» **TASK OBJECTIVE**:
Rescale and write out in full only the lines from the one containing "like [(631, 764)]." up to and including the one containing "[(379, 453), (816, 309)]", multiplying each coordinate of the located points by 2.05 and rounding to the nearest whole number, with halves rounding up. Leave the sample coordinates after "shaped like" unchanged.

» **DATASET EXCERPTS**:
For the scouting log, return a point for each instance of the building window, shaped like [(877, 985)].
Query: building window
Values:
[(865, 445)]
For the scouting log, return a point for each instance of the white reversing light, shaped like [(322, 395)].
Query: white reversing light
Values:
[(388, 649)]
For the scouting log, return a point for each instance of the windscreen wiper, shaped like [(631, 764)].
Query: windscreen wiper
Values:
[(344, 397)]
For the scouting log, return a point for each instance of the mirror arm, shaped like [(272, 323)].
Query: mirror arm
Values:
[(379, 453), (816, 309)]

* * *

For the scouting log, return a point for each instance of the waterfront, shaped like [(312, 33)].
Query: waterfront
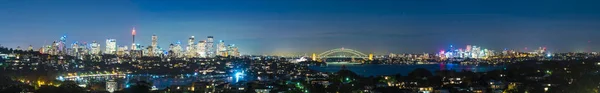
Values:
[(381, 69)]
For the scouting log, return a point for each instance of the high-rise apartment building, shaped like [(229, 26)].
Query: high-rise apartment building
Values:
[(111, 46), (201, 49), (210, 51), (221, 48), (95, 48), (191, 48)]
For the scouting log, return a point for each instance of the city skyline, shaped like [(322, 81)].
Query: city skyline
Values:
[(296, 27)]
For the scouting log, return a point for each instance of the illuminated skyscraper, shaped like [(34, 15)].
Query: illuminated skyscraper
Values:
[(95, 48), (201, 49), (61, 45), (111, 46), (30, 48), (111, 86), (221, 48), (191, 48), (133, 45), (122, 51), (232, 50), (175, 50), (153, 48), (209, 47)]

--

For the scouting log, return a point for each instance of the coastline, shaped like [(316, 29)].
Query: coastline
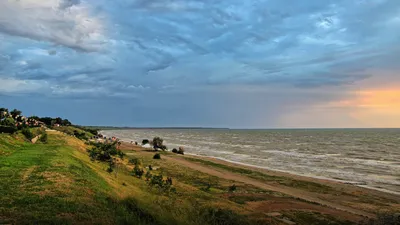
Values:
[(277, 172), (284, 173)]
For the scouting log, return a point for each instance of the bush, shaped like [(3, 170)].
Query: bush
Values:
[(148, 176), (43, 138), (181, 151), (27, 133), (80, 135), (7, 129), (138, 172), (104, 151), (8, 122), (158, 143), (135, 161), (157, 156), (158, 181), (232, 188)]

» **WRITTEN SOLUTION**:
For the scouting log, return a point for each instance of the windscreen wiper, shaped like [(631, 764)].
Query: windscreen wiper
Values:
[(705, 814)]
For the scouting log, return a point for each instance of the mirror arm, shaped like [(272, 323)].
Query: mirror arm
Values:
[(777, 929), (1673, 633)]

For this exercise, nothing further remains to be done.